Task details ▸ Print each of the records below word for word, with nothing changed.

Items ▸
======

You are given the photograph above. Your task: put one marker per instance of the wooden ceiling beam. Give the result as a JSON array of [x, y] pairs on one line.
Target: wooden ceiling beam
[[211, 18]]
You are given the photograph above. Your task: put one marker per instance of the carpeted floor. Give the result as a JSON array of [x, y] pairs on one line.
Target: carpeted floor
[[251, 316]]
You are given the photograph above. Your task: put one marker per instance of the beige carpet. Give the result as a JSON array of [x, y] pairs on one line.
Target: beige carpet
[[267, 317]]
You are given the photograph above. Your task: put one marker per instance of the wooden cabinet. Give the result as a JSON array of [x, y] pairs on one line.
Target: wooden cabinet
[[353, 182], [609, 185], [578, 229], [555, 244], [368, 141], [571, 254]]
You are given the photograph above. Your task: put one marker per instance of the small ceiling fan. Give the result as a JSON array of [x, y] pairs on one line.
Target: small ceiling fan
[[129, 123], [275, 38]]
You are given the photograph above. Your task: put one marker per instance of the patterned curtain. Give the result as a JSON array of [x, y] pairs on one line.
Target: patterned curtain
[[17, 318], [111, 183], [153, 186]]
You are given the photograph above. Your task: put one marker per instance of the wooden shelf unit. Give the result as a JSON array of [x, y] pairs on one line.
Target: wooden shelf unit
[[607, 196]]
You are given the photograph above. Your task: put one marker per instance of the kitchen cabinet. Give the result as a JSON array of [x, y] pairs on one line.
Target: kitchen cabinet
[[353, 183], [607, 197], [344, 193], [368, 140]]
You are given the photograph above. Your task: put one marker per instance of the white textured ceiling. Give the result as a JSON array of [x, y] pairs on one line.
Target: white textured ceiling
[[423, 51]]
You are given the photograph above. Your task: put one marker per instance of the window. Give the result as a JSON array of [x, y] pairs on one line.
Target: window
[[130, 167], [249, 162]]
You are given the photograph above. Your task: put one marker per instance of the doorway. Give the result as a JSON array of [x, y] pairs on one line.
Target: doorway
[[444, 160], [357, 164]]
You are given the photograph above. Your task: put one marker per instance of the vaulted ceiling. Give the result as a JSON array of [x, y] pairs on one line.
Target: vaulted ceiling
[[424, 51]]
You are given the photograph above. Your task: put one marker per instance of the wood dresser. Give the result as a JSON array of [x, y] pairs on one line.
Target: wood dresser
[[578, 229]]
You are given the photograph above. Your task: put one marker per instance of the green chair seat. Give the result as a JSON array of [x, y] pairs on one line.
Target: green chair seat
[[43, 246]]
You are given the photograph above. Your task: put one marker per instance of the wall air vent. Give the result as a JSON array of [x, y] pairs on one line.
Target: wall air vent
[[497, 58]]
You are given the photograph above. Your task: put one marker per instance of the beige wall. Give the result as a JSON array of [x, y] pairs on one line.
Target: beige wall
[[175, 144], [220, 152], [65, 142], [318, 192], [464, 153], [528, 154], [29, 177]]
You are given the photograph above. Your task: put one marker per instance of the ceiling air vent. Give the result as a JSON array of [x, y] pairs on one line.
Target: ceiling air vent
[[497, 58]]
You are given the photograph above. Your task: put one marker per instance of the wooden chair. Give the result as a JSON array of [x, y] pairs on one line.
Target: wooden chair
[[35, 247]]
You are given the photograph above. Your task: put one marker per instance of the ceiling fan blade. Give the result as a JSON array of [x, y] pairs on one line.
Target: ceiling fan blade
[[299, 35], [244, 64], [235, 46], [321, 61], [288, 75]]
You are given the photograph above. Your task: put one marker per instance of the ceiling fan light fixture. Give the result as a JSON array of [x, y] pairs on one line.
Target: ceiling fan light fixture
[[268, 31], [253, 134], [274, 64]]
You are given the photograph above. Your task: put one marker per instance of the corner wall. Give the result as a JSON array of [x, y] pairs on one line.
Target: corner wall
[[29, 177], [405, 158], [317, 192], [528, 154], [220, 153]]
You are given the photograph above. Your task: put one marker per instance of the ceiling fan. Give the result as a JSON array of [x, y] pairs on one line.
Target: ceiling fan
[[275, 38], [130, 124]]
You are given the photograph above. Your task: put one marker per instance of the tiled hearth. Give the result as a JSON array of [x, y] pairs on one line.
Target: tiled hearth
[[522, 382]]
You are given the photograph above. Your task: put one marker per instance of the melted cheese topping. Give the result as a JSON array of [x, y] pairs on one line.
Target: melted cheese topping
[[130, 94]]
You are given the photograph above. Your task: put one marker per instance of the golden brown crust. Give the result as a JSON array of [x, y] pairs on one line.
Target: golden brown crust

======

Complete output ▸
You are given the photograph above. Your task: put one marker per instance of the wooden ceiling beam. Give the result as a JSON array of [x, y] pairs on one line.
Target: wooden ceiling beam
[[211, 18]]
You are given the photograph above. Your task: put one marker per instance of the carpeted floor. Give the result as a JSON array of [x, y] pairs on one line.
Target: carpeted floor
[[251, 316]]
You are given the photograph above. Your task: put one marker per instance of the beige carpet. Give the result as a JSON array of [x, y] pairs on one line.
Target: beige carpet
[[267, 317]]
You are given the photograph above. Your task: put one marker per instance of the wooden cabinet. Give the result as a JSON array of [x, y] pairs on one line.
Target: wooden cabinet
[[353, 182], [609, 185], [578, 229], [555, 244], [368, 141], [571, 254]]
You are given the photograph above. Your task: put one marker per instance of the small ceiling fan. Give the result as a JSON array of [x, y] pairs on one line.
Target: small ceiling fan
[[129, 123], [275, 38]]
You are given the photograph above. Your task: put one marker per instance of the patterned curtain. Give the result as a JSON array of [x, y] pairs on one line.
Target: patterned curtain
[[17, 318], [111, 183], [153, 186]]
You are given the photograph above. Your task: put one marker per instance of the wooden shelf unit. Give the result as a JSON array of [x, y] pairs on one line.
Target: wooden shelf unit
[[607, 196]]
You are given the photograph above. Your task: put one marker per instance of the kitchen cabinet. Give the result as a JSON array of [x, y] pairs on one line.
Target: kitchen cabinet
[[353, 183], [607, 197], [344, 193], [368, 140]]
You are given the photograph above. Your task: put one marker per instance of the white textured ceiling. Give the result as a JSON array of [x, y] pairs on one line.
Target: white textured ceiling
[[423, 51]]
You are given the photograph above. Your task: put one marker per instance of the window. Give the result as a JSON array of [x, y] pairs on one line.
Target: window
[[130, 167], [249, 162]]
You are given the photograph above. Your task: put one marker per instance of the doorway. Give the result as a JSON array of [x, y] pairs on one line.
Target: doorway
[[444, 160], [357, 164]]
You are given the photograph above. Your task: put one marker per instance of the vaulted ceiling. Give the result as a JSON array of [x, y] pairs on one line.
Target: vaulted ceiling
[[424, 51]]
You are given the photograph above. Your task: put one marker per instance of the wood dresser. Give the result as a JSON array of [x, y] pairs on one line.
Target: wood dresser
[[578, 229]]
You are given the photograph above. Your task: put one marker per instance of the green chair seat. Give the result as a JSON array of [x, y] pairs on one line.
Target: green chair seat
[[43, 246]]
You are given the photograph above. Your task: put one marker per instance of the wall air vent. Give the result as a JSON array of [x, y] pairs on one line.
Target: wall air vent
[[497, 58]]
You are given the photograph above. Your task: put one marker per instance of the beige wall. Give the result as a JSON array of [x, y] pairs on one line.
Target: beige wall
[[175, 144], [220, 152], [65, 142], [318, 192], [464, 153], [528, 154], [29, 177]]
You are given the photograph above. Your task: put one marker per instance of the ceiling air vent. Give the result as a JSON array of [x, y] pairs on one line.
Target: ceiling air vent
[[497, 58]]
You are given the photograph above. Your task: put one marker per instance of the wooden chair. Give the result as a JSON array of [x, y] pairs on one line.
Target: wooden chair
[[35, 247]]
You are given the photograph above. Your task: put one marker per instance of the ceiling fan blade. Give the result as a JSON array of [x, y] pairs on one line.
Target: ceiling fan blade
[[299, 35], [244, 64], [235, 46], [321, 61], [288, 75]]
You are given the photograph above. Your task: put one marker per instance of the ceiling fan light fixture. Give the result as a JSON array of [x, y] pairs on one line.
Target: ceiling fan light fixture
[[268, 31], [253, 134], [274, 64]]
You are given the photograph above. Your task: put one marker per instance of the corner wall. Give the result as a JSON array of [x, y] pairs on one line.
Target: corner wall
[[29, 177], [405, 158], [317, 192], [528, 154], [220, 153]]
You are given the photograph above. Your task: put one marker per instance of the ceiling fan. Give the result as a JSON array of [x, y] pairs on one line.
Target: ceiling fan
[[275, 38], [130, 124]]
You are given the photograph above. Your task: put one marker per instance of the tiled hearth. Give the result as a JSON array of [x, y] pairs on one line.
Target: tiled hearth
[[522, 382]]
You are given the photograph above. Your task: put one marker per instance of the melted cheese topping. Give the result as a JSON array of [x, y] pairs on one line.
Target: melted cheese topping
[[130, 94]]
You are given the photograph above. Your task: put one marker per instance of the golden brown crust. Give the result as a JSON array of [x, y] pairs on one line.
Target: golden brown crust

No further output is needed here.